## Actions to take
(A) From the forum posts on sleeping with babies, copy word for word the stretch from "You need a firm" through "to sleep in.".
(B) Pick up the forum thread about sleeping with babies after its last post and keep it going.

## Document extract

----

Please see my post CD. I had the same reaction but I posted before you.
Sleeping with babies just does NOT kill them. You’ll have to convince me.
You need a firm unsagging mattress, pillows well out of the way, and light covers only. We also took the foam pad off the mattress. The most successful arrangement was taking one side rail off the crib, and wedging it against the bed with NO gaps - wired the frames together. The crib mattress was half an inch lower than the bed mattress. I could keep an arm around the baby, pull him/her in to nurse, not worry about dh rolling over, and have a little more room to sleep in.
Mrs VS
I’m not questioning the number of deaths, but as to the “confirmed” cause, I call BS.
IMO, there are allot of people getting away with infanticide or as the Liberals would say “forth trimester abortions”.
Although I slept with mine, it’s not for everybody. I was a very light sleeper and rarely moved an inch all night long. Which by the way is a difficult habit to break. :(
As for people not being able to afford a crib, that’s baloney. If a person hasn’t the brains to find a free crib, they can put the baby where they were sleeping, and sleep on the floor. Or put the baby in a box. According to my mother, that was not uncommon when she was little, and no shame either. (Unlike accepting welfare.)
I slept with my baby because that made it so easy to nurse him at night. Mothers have done this safely for 10,000+ years.

----

## Data for review
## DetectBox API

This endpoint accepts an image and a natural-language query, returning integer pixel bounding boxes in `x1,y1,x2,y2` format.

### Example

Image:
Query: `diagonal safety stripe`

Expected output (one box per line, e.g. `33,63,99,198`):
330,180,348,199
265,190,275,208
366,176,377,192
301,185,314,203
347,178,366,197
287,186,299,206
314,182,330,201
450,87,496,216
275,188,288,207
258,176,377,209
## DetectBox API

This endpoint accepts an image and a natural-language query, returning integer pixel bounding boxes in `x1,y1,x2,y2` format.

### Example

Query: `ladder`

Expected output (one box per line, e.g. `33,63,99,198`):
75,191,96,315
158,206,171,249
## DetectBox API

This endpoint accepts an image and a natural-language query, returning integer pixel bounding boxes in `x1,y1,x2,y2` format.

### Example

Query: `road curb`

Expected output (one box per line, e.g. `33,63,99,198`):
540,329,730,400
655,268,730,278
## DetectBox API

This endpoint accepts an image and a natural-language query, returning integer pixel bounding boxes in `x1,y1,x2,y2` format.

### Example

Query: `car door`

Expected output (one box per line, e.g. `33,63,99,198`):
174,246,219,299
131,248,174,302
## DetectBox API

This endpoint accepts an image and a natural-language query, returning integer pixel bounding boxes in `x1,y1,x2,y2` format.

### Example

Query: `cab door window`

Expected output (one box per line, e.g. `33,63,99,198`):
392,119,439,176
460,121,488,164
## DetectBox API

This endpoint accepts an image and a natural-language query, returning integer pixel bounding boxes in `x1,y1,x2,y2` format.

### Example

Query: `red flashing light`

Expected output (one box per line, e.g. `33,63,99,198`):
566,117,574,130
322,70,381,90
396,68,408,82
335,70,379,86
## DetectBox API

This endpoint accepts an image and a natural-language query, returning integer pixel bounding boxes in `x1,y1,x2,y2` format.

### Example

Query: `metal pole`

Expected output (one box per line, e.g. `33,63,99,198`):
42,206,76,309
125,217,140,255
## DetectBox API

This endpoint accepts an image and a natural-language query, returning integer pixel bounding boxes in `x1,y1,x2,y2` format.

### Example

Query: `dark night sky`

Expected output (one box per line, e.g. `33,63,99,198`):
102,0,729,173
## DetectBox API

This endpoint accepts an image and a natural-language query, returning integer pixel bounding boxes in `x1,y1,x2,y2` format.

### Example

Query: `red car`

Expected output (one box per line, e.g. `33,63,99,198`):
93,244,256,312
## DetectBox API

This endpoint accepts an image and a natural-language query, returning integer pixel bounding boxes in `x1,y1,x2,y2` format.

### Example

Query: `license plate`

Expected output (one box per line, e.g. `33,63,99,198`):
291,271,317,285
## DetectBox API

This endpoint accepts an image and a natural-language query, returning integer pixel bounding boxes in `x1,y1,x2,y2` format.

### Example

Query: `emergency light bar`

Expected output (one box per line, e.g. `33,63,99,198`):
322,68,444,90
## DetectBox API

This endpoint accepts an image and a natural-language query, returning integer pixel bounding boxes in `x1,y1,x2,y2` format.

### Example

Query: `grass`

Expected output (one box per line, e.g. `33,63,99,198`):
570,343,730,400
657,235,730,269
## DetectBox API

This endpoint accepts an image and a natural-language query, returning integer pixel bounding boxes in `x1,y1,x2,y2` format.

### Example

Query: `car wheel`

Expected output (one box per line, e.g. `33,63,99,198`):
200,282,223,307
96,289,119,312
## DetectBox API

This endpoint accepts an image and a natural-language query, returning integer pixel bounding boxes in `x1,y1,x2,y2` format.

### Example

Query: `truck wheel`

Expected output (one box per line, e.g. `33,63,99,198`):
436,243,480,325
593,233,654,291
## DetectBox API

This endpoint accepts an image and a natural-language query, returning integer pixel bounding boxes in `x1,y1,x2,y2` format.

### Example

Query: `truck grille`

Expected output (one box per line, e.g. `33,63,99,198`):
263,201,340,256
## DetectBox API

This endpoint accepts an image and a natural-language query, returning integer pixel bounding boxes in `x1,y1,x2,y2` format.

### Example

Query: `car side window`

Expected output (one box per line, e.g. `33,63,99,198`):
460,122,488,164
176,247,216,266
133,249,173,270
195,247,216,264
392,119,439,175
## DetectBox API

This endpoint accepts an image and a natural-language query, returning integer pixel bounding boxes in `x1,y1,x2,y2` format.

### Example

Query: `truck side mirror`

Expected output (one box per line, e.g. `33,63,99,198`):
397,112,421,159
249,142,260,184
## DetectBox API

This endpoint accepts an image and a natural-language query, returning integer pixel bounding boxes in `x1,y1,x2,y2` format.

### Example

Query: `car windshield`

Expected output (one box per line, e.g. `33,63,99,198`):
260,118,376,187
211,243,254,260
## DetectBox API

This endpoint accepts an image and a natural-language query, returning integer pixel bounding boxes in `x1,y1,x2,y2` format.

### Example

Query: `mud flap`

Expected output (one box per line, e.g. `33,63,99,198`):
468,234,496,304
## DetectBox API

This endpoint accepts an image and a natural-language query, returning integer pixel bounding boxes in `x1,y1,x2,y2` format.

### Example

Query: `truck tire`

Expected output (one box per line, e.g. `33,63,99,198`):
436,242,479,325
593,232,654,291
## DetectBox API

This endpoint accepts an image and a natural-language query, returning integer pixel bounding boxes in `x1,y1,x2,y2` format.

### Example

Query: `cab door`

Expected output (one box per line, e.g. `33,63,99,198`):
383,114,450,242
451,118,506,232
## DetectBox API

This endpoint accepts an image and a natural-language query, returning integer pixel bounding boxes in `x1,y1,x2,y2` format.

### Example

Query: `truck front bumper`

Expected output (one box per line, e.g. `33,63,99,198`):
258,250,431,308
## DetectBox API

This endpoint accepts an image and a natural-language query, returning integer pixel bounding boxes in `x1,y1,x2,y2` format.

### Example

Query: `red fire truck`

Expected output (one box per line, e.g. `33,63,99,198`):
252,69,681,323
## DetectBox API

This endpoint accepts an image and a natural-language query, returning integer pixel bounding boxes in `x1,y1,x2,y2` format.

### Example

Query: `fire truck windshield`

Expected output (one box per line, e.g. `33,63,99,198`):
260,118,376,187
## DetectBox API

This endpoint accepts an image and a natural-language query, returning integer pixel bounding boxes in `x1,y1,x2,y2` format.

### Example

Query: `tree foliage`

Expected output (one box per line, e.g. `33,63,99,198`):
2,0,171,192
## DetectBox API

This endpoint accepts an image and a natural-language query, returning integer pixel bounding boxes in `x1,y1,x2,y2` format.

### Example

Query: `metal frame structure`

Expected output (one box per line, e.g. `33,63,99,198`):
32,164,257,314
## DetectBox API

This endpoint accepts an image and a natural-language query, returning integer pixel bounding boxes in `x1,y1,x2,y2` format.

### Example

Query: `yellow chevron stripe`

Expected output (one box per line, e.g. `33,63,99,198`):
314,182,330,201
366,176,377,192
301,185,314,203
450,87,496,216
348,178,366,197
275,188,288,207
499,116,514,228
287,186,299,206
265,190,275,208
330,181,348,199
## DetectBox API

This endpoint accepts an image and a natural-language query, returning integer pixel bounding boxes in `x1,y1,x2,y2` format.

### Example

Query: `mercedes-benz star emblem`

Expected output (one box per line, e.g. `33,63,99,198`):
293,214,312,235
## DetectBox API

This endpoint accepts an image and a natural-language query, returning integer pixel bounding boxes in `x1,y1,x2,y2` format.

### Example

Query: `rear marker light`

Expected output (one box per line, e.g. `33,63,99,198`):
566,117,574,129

----

## Solved problems
(A)
You need a firm unsagging mattress, pillows well out of the way, and light covers only. We also took the foam pad off the mattress. The most successful arrangement was taking one side rail off the crib, and wedging it against the bed with NO gaps - wired the frames together. The crib mattress was half an inch lower than the bed mattress. I could keep an arm around the baby, pull him/her in to nurse, not worry about dh rolling over, and have a little more room to sleep in.

(B)
One possible hypothesis on the SIDS cases:
Maybe it’s one of those correlated-but-not-causal things. Like for instance, African-American women tend to have higher rates of gestational diabetes, pregnancy-related hypertension, and premature delivery. That may contribute to the SIDS deaths (that would be the causal part.)
But those same women may have been more likely to co-sleep with their babies because they felt the baby was a little frail and they felt co-sleeping would be more responsive and protective. To keep him cuddled-close and warm, etc.
Which is a mother’s natural and beneficial instinct to do: to stay as close to a very frail baby as she can.
So there’s a correlation, but the SIDS isn’t caused by the co-sleeping, it’s caused by the pregnancy risk-factors and prematurity.
Of course, if the baby has actually been laid-on and smothered, it could be because the mother has a drinking or drug problem which would cause the mother to pass out on the bed and not realize she’s overlaid the baby.
Heartbreaking.
I agree with all of your first-hand experiences. There’s got to be more to this story because people cannot be THIS stupid. Well, one would at least hope so!
I was never blessed with an infant...my son was nearly four when he came into my life, well on his way to independence already. But fourteen nephews and nieces later, I’ve had plenty of “baby fixes” over the years. :)
I don't know when that changed--but I continue to tell my kids to put their kids on their tummies to sleep. It just makes better sense to me.
I don’t get it. My babies all slept on their tummies and survived. They had fitted bed sheets. But they all were able to raise their heads from that position practically from birth. I would think it would be easier for them to choke if on their backs.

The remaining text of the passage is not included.